(Requirement):
Could you print every record below exactly as it appears?

· · ·

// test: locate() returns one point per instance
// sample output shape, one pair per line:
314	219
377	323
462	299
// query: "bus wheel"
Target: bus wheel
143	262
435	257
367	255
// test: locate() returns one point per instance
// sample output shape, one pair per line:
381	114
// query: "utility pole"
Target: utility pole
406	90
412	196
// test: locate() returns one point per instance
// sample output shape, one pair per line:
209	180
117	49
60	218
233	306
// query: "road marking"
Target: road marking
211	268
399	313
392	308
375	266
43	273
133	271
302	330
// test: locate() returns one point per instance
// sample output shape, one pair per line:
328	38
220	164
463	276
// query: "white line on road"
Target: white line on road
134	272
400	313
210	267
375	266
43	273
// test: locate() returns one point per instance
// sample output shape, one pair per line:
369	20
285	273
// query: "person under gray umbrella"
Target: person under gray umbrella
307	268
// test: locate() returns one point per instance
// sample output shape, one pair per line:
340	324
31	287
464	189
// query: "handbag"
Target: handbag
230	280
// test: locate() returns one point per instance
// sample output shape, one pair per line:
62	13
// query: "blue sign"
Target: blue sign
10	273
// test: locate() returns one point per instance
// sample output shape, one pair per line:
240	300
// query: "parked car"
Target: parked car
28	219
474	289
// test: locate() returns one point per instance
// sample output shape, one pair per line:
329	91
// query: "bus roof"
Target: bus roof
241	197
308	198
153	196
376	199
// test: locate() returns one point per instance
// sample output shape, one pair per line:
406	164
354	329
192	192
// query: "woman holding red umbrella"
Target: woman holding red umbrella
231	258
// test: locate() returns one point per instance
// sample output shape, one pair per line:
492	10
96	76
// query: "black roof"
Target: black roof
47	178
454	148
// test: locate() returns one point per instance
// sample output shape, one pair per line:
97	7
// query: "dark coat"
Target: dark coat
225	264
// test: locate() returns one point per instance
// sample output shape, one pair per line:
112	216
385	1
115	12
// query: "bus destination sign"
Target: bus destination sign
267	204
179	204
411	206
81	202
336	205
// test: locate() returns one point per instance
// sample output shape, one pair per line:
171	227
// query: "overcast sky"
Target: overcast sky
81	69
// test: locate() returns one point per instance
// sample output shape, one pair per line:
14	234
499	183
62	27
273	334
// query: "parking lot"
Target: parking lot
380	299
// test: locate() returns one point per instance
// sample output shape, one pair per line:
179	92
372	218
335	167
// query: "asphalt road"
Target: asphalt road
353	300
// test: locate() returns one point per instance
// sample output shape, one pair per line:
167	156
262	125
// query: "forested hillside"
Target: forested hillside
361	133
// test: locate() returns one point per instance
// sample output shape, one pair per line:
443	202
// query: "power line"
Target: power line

· · ·

(Answer to this task):
// test: locate() returns one point per instance
// sample output shape, one pair per line:
314	219
377	323
462	299
// query: "bus wheel"
Target: bus wheel
143	262
435	257
367	255
// test: locate() returns one point per instance
// sample output shape, one pair per line:
381	114
// query: "utility pole"
Target: utility pole
406	90
412	196
// test: locate() returns one point per instance
// sample output shape, one pair per line:
209	180
117	49
60	218
233	306
// query: "road marking"
Target: road marking
211	268
399	313
392	308
375	266
43	273
133	271
302	330
// test: locate() returns one point per instance
// sample output shape, one pair per line:
328	38
220	164
463	276
// query: "white line on road"
Target: white line on road
134	272
400	313
210	267
375	266
43	273
// test: locate() returns one point per instance
// sample output shape, one pair per line:
369	20
285	273
// query: "person under gray umbrella"
Target: person under gray umbrella
307	268
// test: locate() returns one point per instance
// sample output shape, one pair per line:
340	324
31	287
464	189
// query: "handbag"
Target: handbag
230	280
// test: locate() returns one point per instance
// sample output shape, one pair per line:
62	13
// query: "blue sign"
Target: blue sign
10	273
// test: locate() returns one point per instance
// sample output shape, one pair per line:
240	300
// query: "parked car"
Target: parked car
28	219
474	289
// test: locate() returns one point per instance
// sample output shape, one pair per line:
329	91
// query: "bus roof"
Target: bus roof
241	197
308	198
153	196
376	199
// test: locate() returns one point per instance
// sample output shape, one pair per line:
406	164
354	329
192	192
// query: "woman holding red umbrella"
Target: woman holding red umbrella
231	258
// test: locate() returns one point per instance
// sample output shape, one pair per line:
492	10
96	76
// query: "black roof"
Target: black roof
47	178
454	148
// test: locate() returns one point per instance
// sample output shape, one pair per line:
97	7
// query: "dark coat"
Target: dark coat
225	264
// test: locate() returns one point per instance
// sample output shape, one pair per line:
112	216
385	1
115	12
// query: "bus destination sign"
Target: bus destination sign
267	204
179	204
411	206
81	202
336	205
// test: locate() returns one point per instance
// sample output shape, one pair per line:
171	227
// query: "overcast sky"
Target: overcast sky
81	69
// test: locate() returns one point per instance
// sample output shape, one pair per line:
14	234
499	183
62	27
273	334
// query: "parking lot"
Target: parking lot
380	299
// test: locate() returns one point per instance
// sample output shape, one pair per line:
179	92
372	218
335	167
// query: "asphalt road"
Target: asphalt road
353	300
// test: locate() returns one point per instance
// sample output shape, one pair per line:
167	156
262	125
// query: "forested hillside"
Target: forested hillside
361	133
// test: locate() returns one point per instance
// sample output shape, one pair per line:
443	202
// query: "power line"
Target: power line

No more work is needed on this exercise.